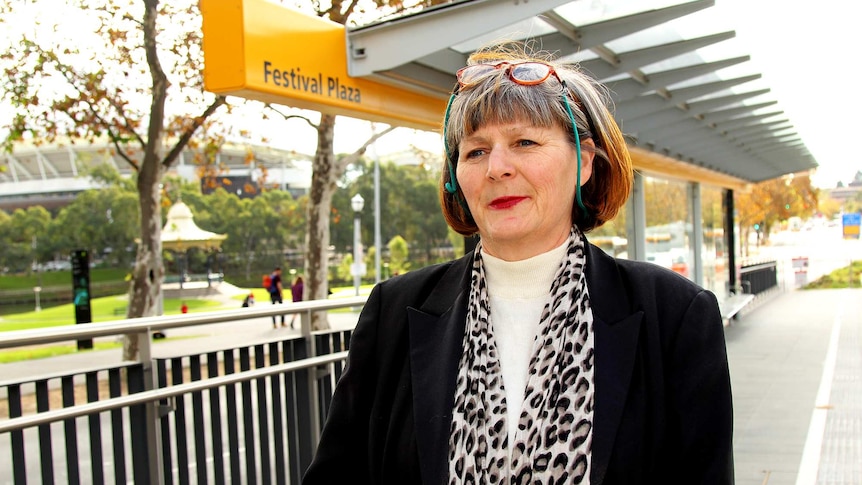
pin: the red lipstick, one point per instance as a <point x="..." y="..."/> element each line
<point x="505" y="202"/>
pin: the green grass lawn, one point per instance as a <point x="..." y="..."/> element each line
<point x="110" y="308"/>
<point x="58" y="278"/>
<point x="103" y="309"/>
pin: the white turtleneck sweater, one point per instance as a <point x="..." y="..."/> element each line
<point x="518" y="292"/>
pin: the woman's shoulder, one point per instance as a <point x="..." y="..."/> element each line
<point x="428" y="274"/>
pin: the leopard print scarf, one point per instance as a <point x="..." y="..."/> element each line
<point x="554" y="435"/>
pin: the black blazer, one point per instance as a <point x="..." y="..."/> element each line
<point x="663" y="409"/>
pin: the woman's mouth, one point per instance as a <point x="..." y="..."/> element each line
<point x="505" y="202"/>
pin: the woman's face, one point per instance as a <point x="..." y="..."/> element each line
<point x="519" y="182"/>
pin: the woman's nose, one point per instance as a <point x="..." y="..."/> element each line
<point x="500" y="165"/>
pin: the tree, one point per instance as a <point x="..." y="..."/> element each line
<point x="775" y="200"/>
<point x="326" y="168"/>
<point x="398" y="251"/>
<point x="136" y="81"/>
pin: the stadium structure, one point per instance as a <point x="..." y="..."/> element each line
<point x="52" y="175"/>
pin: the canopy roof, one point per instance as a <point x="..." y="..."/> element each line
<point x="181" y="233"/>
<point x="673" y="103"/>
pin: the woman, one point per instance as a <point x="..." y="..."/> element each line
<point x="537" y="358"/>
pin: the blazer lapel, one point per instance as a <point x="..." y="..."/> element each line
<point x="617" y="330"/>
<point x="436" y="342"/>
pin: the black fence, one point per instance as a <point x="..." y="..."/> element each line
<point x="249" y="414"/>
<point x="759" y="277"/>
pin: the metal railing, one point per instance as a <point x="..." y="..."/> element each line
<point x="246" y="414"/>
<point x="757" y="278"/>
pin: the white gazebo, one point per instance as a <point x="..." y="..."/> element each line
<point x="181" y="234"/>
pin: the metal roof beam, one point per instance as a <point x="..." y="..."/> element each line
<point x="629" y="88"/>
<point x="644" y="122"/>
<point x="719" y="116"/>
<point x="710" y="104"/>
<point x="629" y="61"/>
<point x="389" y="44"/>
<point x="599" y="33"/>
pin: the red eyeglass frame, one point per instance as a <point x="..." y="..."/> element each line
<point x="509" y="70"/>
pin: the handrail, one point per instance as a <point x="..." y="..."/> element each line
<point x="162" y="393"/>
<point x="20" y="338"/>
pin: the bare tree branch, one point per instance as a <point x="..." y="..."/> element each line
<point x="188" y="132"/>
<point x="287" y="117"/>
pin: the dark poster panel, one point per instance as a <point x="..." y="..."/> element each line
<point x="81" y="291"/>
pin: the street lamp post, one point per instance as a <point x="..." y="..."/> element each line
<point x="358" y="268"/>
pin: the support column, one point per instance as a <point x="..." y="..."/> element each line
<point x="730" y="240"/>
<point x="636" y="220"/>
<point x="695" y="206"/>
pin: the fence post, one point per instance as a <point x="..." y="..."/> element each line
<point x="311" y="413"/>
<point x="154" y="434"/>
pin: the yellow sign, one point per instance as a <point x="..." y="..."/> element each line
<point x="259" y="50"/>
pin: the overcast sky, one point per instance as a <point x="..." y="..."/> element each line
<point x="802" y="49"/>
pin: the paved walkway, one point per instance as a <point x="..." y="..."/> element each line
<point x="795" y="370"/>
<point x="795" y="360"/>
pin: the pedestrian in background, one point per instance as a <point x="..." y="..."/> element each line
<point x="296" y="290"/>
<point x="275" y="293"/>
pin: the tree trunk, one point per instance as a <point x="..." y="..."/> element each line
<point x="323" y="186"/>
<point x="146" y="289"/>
....
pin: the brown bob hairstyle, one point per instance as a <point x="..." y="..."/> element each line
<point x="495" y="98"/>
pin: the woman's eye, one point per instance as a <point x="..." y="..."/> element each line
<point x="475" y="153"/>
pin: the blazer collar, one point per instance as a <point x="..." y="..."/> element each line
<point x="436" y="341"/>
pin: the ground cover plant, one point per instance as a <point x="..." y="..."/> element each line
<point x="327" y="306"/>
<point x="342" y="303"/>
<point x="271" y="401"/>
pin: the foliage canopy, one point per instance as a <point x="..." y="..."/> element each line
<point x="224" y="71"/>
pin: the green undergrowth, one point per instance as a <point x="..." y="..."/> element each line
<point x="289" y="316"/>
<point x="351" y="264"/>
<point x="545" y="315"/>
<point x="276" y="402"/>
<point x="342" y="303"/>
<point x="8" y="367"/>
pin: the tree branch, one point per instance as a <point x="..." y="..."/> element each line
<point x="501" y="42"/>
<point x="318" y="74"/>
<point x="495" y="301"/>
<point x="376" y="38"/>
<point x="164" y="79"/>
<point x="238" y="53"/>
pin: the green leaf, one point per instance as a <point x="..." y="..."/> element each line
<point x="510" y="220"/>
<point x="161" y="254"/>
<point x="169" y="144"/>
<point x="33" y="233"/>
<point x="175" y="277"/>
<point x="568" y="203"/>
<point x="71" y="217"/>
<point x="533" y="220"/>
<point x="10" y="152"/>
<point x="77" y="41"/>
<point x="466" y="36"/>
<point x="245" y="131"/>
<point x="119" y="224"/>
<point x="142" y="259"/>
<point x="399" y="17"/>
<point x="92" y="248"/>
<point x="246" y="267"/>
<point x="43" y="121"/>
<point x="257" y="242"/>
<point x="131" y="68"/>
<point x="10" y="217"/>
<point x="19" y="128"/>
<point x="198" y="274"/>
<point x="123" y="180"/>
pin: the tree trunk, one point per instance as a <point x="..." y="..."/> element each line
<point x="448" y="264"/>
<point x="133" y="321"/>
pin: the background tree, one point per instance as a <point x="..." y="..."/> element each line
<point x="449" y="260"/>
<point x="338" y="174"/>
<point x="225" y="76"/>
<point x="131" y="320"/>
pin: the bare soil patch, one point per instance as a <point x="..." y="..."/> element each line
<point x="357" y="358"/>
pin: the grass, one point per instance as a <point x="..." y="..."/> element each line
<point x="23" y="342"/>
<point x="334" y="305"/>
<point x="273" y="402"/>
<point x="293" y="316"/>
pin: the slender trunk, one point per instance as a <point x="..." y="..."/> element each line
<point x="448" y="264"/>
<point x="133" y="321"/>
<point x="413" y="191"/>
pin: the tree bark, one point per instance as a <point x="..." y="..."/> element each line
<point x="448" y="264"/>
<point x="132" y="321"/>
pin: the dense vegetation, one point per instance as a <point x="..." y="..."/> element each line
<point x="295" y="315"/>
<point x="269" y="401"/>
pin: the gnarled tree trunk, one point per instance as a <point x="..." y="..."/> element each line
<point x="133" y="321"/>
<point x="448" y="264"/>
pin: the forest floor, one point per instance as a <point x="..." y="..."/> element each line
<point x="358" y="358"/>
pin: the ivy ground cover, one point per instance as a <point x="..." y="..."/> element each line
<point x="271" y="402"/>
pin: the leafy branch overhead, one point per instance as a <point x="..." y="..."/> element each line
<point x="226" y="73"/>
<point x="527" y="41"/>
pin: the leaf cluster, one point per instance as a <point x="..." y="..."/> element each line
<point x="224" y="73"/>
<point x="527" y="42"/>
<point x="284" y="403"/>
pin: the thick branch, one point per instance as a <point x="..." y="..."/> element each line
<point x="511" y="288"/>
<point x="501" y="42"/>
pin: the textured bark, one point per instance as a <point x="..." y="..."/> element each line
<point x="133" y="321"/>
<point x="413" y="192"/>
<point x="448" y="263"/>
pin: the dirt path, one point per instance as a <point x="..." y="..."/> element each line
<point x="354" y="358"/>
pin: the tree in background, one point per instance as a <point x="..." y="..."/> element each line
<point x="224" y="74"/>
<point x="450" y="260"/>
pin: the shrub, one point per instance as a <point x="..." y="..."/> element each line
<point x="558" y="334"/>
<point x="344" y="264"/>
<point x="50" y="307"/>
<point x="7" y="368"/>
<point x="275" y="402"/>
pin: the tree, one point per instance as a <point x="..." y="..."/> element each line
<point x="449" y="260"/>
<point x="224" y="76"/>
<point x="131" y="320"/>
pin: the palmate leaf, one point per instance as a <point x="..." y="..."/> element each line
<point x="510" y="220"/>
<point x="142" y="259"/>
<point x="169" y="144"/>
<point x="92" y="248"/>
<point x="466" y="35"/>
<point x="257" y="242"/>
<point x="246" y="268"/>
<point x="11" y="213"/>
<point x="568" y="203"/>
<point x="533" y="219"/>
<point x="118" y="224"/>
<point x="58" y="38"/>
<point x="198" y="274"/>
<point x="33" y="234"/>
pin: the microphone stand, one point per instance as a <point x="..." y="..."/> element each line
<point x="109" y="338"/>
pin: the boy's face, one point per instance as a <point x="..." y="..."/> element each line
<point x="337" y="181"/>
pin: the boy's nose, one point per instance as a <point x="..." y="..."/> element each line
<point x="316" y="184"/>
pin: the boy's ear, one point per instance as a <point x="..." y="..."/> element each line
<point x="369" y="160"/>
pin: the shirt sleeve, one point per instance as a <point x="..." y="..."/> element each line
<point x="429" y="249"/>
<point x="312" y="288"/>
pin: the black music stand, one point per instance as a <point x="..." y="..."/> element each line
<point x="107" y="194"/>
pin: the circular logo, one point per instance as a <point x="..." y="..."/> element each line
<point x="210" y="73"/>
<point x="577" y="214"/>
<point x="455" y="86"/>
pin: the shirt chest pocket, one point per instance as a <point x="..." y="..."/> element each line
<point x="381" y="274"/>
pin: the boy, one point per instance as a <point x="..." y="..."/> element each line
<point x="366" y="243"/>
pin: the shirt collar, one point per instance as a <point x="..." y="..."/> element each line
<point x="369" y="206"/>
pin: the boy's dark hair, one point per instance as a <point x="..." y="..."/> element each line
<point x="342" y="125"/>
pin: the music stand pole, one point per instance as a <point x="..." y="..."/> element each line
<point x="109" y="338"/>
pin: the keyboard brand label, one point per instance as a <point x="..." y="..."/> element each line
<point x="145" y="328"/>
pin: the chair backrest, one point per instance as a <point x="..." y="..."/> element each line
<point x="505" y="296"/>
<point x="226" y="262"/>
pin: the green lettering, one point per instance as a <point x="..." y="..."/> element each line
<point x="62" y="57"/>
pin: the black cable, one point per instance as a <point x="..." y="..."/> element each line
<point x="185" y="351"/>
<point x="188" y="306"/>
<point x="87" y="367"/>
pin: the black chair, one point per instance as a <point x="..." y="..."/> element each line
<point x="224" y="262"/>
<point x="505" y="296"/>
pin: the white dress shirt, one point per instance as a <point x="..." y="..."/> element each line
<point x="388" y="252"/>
....
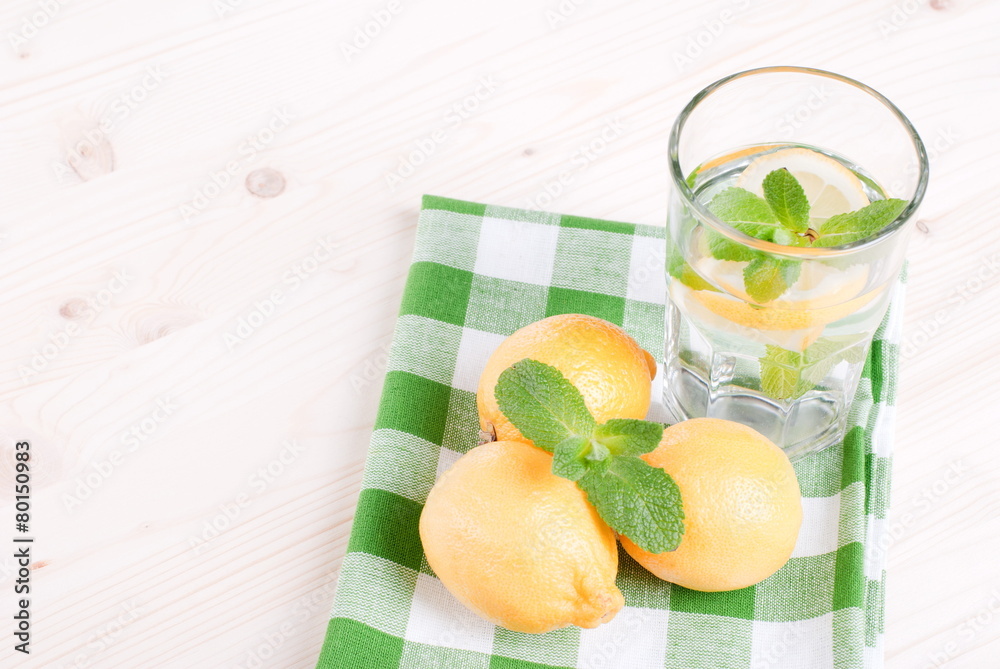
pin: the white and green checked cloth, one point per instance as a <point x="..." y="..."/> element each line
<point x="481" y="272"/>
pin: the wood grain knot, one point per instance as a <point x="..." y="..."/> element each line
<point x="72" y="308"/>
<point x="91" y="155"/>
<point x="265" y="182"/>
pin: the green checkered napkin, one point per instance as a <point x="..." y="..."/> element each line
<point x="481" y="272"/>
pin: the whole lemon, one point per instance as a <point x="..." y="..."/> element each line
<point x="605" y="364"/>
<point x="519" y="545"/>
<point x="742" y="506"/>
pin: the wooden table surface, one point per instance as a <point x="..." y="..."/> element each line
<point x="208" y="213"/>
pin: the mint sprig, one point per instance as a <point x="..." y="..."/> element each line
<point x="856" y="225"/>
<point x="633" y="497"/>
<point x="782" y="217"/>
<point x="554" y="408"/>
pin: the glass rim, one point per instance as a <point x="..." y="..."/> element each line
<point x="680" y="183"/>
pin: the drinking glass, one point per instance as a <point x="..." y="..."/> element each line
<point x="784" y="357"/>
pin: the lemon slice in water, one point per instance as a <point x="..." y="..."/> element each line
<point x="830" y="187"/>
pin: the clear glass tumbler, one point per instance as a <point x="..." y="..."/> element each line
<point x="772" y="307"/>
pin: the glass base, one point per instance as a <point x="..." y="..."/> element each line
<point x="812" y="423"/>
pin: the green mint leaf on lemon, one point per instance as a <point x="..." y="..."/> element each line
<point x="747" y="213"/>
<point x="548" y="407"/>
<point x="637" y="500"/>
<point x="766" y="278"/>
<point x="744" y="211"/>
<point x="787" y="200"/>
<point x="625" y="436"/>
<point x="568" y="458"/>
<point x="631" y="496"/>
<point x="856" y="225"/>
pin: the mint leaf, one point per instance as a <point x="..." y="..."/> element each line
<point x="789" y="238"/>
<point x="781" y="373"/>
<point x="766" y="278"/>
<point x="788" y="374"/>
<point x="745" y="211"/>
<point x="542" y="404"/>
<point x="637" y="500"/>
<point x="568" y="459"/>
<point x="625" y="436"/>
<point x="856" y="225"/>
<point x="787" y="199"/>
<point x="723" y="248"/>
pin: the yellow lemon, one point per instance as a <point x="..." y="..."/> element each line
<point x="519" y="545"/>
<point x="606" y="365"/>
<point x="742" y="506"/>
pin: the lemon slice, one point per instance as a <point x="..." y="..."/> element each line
....
_Assignment_.
Above are records; repeat only the lines starting at the line with "pin: the glass rim, one" and ending at the line with "pin: the lemon slice, one", exactly as they appear, both included.

_Task result_.
pin: the glass rim, one point per instance as a <point x="..." y="..."/> element each line
<point x="680" y="183"/>
pin: the drinking glass, one point per instance as a <point x="..." y="..."/> element each line
<point x="784" y="357"/>
pin: the lemon slice in water, one point per instance as a <point x="..." y="..."/> element each line
<point x="830" y="187"/>
pin: the clear glass tumbler, one point per instance as a <point x="..." y="..."/> element each line
<point x="772" y="307"/>
pin: the glass base, one point per instance as a <point x="..." y="..."/> element each line
<point x="812" y="423"/>
pin: the green mint leaf on lemon, one point per instance as a <point x="..." y="..."/> element each line
<point x="747" y="213"/>
<point x="548" y="407"/>
<point x="637" y="500"/>
<point x="766" y="278"/>
<point x="744" y="211"/>
<point x="787" y="200"/>
<point x="625" y="436"/>
<point x="568" y="458"/>
<point x="631" y="496"/>
<point x="856" y="225"/>
pin: the mint leaf, one point per instance as a <point x="..." y="..."/> element each line
<point x="789" y="238"/>
<point x="781" y="373"/>
<point x="766" y="278"/>
<point x="788" y="374"/>
<point x="745" y="211"/>
<point x="542" y="404"/>
<point x="637" y="500"/>
<point x="568" y="459"/>
<point x="625" y="436"/>
<point x="856" y="225"/>
<point x="787" y="199"/>
<point x="723" y="248"/>
pin: the yellow lemon, one point per instance as a <point x="..." y="..."/> element each line
<point x="519" y="545"/>
<point x="606" y="365"/>
<point x="742" y="506"/>
pin: the lemon slice, one point per instance as a <point x="..." y="..."/> element each line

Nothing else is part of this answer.